» EXTRACTED TEXT:
►

My hope is that many people will read this and consider it when making or updating their websites. Or at least complain to webmasters if they encounter it in other sites. But the main purpose of this text is mostly to spit my bile and vent my (and many others') frustrations. This means it will contain a large amount of sarcasm, and may seem threatening or insulting to sensitive readers. Read it at your own risk and don't come complaining afterwards. It also means it are my personal opinions. If you think you have good reasons to do any of the things mentioned here, just go ahead. After all, I'm not the Pope or anything.
As always, the points are sorted roughly from most annoying and most relevant to least.
This is one of the most prevalent fads that started around 2012 and is still going strong in 2020. I load a page and see no indications of page numbers or how much items there are. The only indication is a moderately-sized scroll bar in my browser. I happily start scrolling, assuming I can quickly get an overview of the entire page. But when I almost reach the bottom, it suddenly sprouts new items and the scroll bar jumps up. As I continue scrolling, this happens over and over again. It never ends and I get the feeling I am inside Zeno's paradox, or one of those feverish nightmares that seem to have no end. The phenomenon is called ‘infinite scrolling’ and some believe it is the logical evolution onwards from pagination. I beg to differ.
In ancient times people stuck paper together until it was one immensely long ribbon. Terribly unwieldy, therefore they rolled it up into scrolls. Accessing information inside the scroll involved transferring paper from one roll to the other until the desired information showed up. Unpractical, time-consuming, and difficult to estimate how much information was in a scroll. Finding a particular section in the scroll was a chore.
Then people invented books with pages. Scrolls got out of fashion very quickly because one can bookmark in a book and jump to a page immediately after looking it up in an index. A similar evolution happened with audio and video. A cassette is basically a scroll in a box, and has the same problems. This is why since the advent of random access media like CDs, hard drives, and solid-state memory, almost nobody uses cassettes anymore.
The web never had a prehistoric sequential data period. It has always been a collection of separate pages with hyperlinks. Bookmarking a page used to be trivial, and a quick glance at the scroll bar when opening a page revealed how much information it contained. Jumping to the oldest entries was trivial: just go to page 1. For some reason web designers decided this lack of a prehistoric period has to be compensated for. To be trendy and hip, a modern website must now mimic ancient text and multimedia storage systems. Just imagine that when viewing YouTube, you need to fast-forward through hundreds of videos of kittens and people performing dumb antics until you find what you want, as was the case with a VHS tape. Why would something similar be justified for text-based content?

◄

» INFORMATION PROVIDED:
►

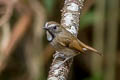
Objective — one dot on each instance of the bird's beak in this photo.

◄

» STATED TASK A:
According to the text on infinite scrolling, around what year did that fad begin?
» STATED TASK B:
Continue the text on infinite scrolling, starting after its final sentence.

» EXPECTED ANSWER A:
Around 2012.

» EXPECTED ANSWER B:
It is not hard to figure out where it all went wrong and why history seems to be going in reverse here. The two main culprits are touchscreen devices and the general inability of humans to cope with more than a single paradigm, or perhaps utter laziness of web designers. It is rumoured that Twitter was one of the first services to introduce infinite scrolling. There it does make some sense because tweets are short and nobody really wants to scroll beyond the first dozen newest tweets. On many other websites however it doesn't. Infinite scrolling also somewhat makes sense on touchscreen devices that can only be controlled by pushing and swiping one's meat sticks across a display. Scroll bars are awkward on such devices and eat away the often scarce screen real estate, so Apple Inc. got the idea of almost entirely obliterating them. On a device with the aforementioned limitations this was an OK trade-off between ease of use and ease of retrieving data. On a desktop PC or laptop it makes no sense. If you want to offer infinite scrolling on mobile devices, fine. But please at least give people with less constrained computing devices the option of pagination.
Next to making content difficult to find, infinite scrolling pages also have a risk of choking the browser. Ironically, this risk is highest on mobile devices which generally have limited computing power compared to a desktop PC. Therefore the option to view content in paginated form is useful even on a mobile website.
Infinite scrolling is also horrible for visitors with reduced accessibility. I don't even know whether screen readers can cope with it, maybe they will only present the first chunk of loaded data. Even if they can keep loading more content like a regular browser, it must be pretty horrible for anyone with accessibility problems to find anything in the endless flood of data with no means to jump to a particular part. Again, it will be similar to having to find a song on a cassette of which you don't even know beforehand what is on it and how much.
If you still believe infinite scroll is the best thing since sliced bread, this presentation by Dan McKinley shows what can happen when blindly making the assumption that infinite scroll will improve your particular website just because it seemed successful for others.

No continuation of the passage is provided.